#### [TEXT PROVIDED]
Meanwhile, Georgian Prime Minister Irakli Garibashvili has called the Russian President’s statement about cancelling the visa regime to Georgia the right one.

PM Garibashvili stated that the Georgian side is ready to continue its pragmatic course with Russia.

“The Georgian government cancelled the visa regime for Russian citizens in 2011. We have also allowed Russians to stay in Georgia longer this year, as we are interested in attracting more tourists from Russia and for contacts between people to be simplified,” the PM stated.

Leader of Democratic Movement Nino Burjanadze, who is widely considered as pro-Russian, declared Putin’s statement was no surprise at all as the Russian government had informed her about its readiness several months ago. When she returned from Russia in June, she announced the Russian government’s consent on simplifying the visa regime for Georgian citizens and on launching serious talks regarding abolishment of the regime.


Visa-facilitation by Russia is perceived dissimilarly within Georgian expert and professional circles. Some claim Russia’s endeavor solely pertains to tempting Georgians with a poisoned apple.

Likewise, the majority of pro-westerners in Georgia consider the Russian decision a meek diplomatic trick to gaining the favor of the Georgian people prior to the 2016 parliamentary elections. At this crossroad, Georgia has nearly entered the pre-electoral campaign, where expectedly pro-western and pro-Russian parties will have a nontrivial battle to gain seats in Parliament.

Looking at the latest opinion polls by various US organizations in Georgia, despite extensive Russian propaganda in the country, western supporters face no decline. That said, a number of studies have pointed to the need for increased communication with the public for the Georgian government to elucidate the benefits of the EU integration.

Meanwhile, Georgia remains a strategic location in the region for the west, in terms of Europe’s energy security, new trade routes via the newly inaugurated Silk Road Project and stability in the region.

#### [STATED TASK 1]
Count the lines in the listing that contain the string "fusilli", treating uppercase and lowercase as different, and give only the number.

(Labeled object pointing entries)
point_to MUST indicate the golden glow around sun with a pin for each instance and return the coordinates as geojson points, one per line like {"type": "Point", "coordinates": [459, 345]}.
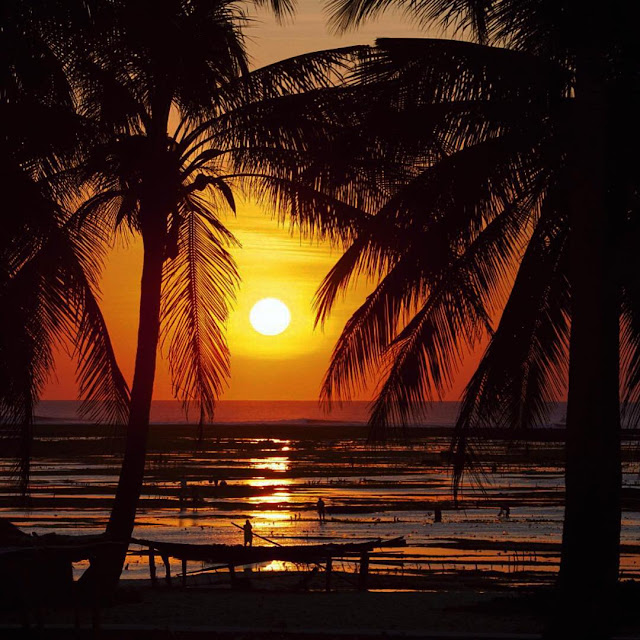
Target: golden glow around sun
{"type": "Point", "coordinates": [270, 316]}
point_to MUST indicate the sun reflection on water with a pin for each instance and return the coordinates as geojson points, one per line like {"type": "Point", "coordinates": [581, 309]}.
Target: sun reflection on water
{"type": "Point", "coordinates": [272, 463]}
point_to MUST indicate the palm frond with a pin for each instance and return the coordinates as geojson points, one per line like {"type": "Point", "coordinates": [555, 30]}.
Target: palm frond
{"type": "Point", "coordinates": [199, 284]}
{"type": "Point", "coordinates": [523, 371]}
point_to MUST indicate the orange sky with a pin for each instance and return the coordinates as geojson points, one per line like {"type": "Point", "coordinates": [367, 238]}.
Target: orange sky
{"type": "Point", "coordinates": [272, 263]}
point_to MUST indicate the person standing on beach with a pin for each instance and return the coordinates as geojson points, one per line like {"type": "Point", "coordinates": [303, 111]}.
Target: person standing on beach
{"type": "Point", "coordinates": [322, 513]}
{"type": "Point", "coordinates": [248, 533]}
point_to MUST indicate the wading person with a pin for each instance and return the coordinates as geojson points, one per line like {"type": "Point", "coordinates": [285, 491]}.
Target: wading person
{"type": "Point", "coordinates": [248, 534]}
{"type": "Point", "coordinates": [322, 512]}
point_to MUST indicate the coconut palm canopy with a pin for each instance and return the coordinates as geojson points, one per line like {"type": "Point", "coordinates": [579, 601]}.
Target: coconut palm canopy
{"type": "Point", "coordinates": [479, 231]}
{"type": "Point", "coordinates": [49, 272]}
{"type": "Point", "coordinates": [524, 207]}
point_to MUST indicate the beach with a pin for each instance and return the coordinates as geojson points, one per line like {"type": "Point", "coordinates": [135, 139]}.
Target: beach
{"type": "Point", "coordinates": [273, 474]}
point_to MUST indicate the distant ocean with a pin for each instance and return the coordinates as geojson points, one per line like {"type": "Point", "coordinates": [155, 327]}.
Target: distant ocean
{"type": "Point", "coordinates": [255, 411]}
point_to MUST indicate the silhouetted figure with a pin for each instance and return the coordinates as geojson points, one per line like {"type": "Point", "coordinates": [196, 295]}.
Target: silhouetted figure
{"type": "Point", "coordinates": [322, 512]}
{"type": "Point", "coordinates": [248, 534]}
{"type": "Point", "coordinates": [183, 492]}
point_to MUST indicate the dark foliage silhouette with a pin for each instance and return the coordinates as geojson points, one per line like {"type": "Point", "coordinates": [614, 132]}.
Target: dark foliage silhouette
{"type": "Point", "coordinates": [520, 209]}
{"type": "Point", "coordinates": [48, 272]}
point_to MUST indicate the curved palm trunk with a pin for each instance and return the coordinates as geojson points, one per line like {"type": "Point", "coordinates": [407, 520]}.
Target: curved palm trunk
{"type": "Point", "coordinates": [591, 535]}
{"type": "Point", "coordinates": [123, 513]}
{"type": "Point", "coordinates": [106, 569]}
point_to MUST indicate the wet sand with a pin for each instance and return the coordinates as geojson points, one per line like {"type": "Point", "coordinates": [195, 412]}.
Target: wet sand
{"type": "Point", "coordinates": [275, 474]}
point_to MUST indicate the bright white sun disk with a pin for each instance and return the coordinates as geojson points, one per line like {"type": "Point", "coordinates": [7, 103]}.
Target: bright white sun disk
{"type": "Point", "coordinates": [269, 316]}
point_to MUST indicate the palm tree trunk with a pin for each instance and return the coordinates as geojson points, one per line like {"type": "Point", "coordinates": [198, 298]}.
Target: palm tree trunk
{"type": "Point", "coordinates": [591, 535]}
{"type": "Point", "coordinates": [106, 569]}
{"type": "Point", "coordinates": [122, 518]}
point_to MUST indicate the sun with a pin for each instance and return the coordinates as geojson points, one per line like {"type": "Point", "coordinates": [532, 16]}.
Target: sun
{"type": "Point", "coordinates": [269, 316]}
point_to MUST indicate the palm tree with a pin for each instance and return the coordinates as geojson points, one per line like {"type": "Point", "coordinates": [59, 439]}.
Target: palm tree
{"type": "Point", "coordinates": [48, 273]}
{"type": "Point", "coordinates": [522, 177]}
{"type": "Point", "coordinates": [183, 125]}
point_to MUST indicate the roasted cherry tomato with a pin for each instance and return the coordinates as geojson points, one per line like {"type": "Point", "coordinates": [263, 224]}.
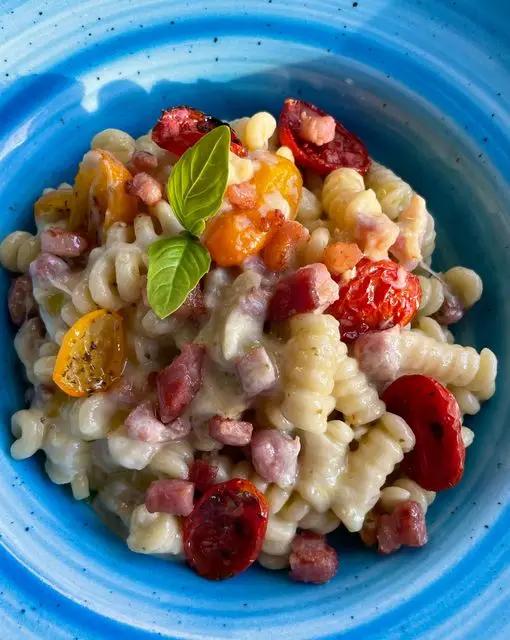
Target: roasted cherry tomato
{"type": "Point", "coordinates": [277, 174]}
{"type": "Point", "coordinates": [236, 235]}
{"type": "Point", "coordinates": [91, 356]}
{"type": "Point", "coordinates": [54, 205]}
{"type": "Point", "coordinates": [345, 150]}
{"type": "Point", "coordinates": [437, 460]}
{"type": "Point", "coordinates": [224, 533]}
{"type": "Point", "coordinates": [281, 251]}
{"type": "Point", "coordinates": [381, 295]}
{"type": "Point", "coordinates": [101, 182]}
{"type": "Point", "coordinates": [179, 128]}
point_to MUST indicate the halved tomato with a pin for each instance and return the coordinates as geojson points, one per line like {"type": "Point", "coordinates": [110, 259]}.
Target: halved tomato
{"type": "Point", "coordinates": [91, 356]}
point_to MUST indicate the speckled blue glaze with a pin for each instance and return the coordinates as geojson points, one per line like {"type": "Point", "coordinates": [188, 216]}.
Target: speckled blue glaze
{"type": "Point", "coordinates": [425, 85]}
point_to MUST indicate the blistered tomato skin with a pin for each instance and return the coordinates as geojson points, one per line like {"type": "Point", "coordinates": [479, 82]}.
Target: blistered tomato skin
{"type": "Point", "coordinates": [381, 295]}
{"type": "Point", "coordinates": [180, 128]}
{"type": "Point", "coordinates": [91, 356]}
{"type": "Point", "coordinates": [345, 150]}
{"type": "Point", "coordinates": [224, 533]}
{"type": "Point", "coordinates": [437, 460]}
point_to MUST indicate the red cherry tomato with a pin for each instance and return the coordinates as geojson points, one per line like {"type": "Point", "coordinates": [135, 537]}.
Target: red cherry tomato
{"type": "Point", "coordinates": [345, 150]}
{"type": "Point", "coordinates": [381, 295]}
{"type": "Point", "coordinates": [224, 533]}
{"type": "Point", "coordinates": [437, 460]}
{"type": "Point", "coordinates": [180, 127]}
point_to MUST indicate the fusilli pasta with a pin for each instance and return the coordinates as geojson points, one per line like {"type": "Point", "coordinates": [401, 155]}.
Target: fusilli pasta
{"type": "Point", "coordinates": [379, 451]}
{"type": "Point", "coordinates": [18, 250]}
{"type": "Point", "coordinates": [308, 371]}
{"type": "Point", "coordinates": [356, 210]}
{"type": "Point", "coordinates": [354, 395]}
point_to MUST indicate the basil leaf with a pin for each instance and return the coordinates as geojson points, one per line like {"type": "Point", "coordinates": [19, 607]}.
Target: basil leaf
{"type": "Point", "coordinates": [175, 267]}
{"type": "Point", "coordinates": [198, 180]}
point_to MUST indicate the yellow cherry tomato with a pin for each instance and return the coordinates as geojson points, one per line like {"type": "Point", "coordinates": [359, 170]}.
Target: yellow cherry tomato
{"type": "Point", "coordinates": [234, 236]}
{"type": "Point", "coordinates": [91, 356]}
{"type": "Point", "coordinates": [277, 174]}
{"type": "Point", "coordinates": [102, 180]}
{"type": "Point", "coordinates": [54, 205]}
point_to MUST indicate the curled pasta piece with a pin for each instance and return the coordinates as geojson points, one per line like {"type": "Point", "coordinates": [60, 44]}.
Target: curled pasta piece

#### [STATED TASK 2]
Please translate this sentence from the article on Georgia's visa ties with Russia into Spanish: "PM Garibashvili stated that the Georgian side is ready to continue its pragmatic course with Russia."

#### [EXERCISE SOLUTION 1]
2

#### [EXERCISE SOLUTION 2]
El primer ministro Garibashvili afirmó que la parte georgiana está dispuesta a continuar su rumbo pragmático con Rusia.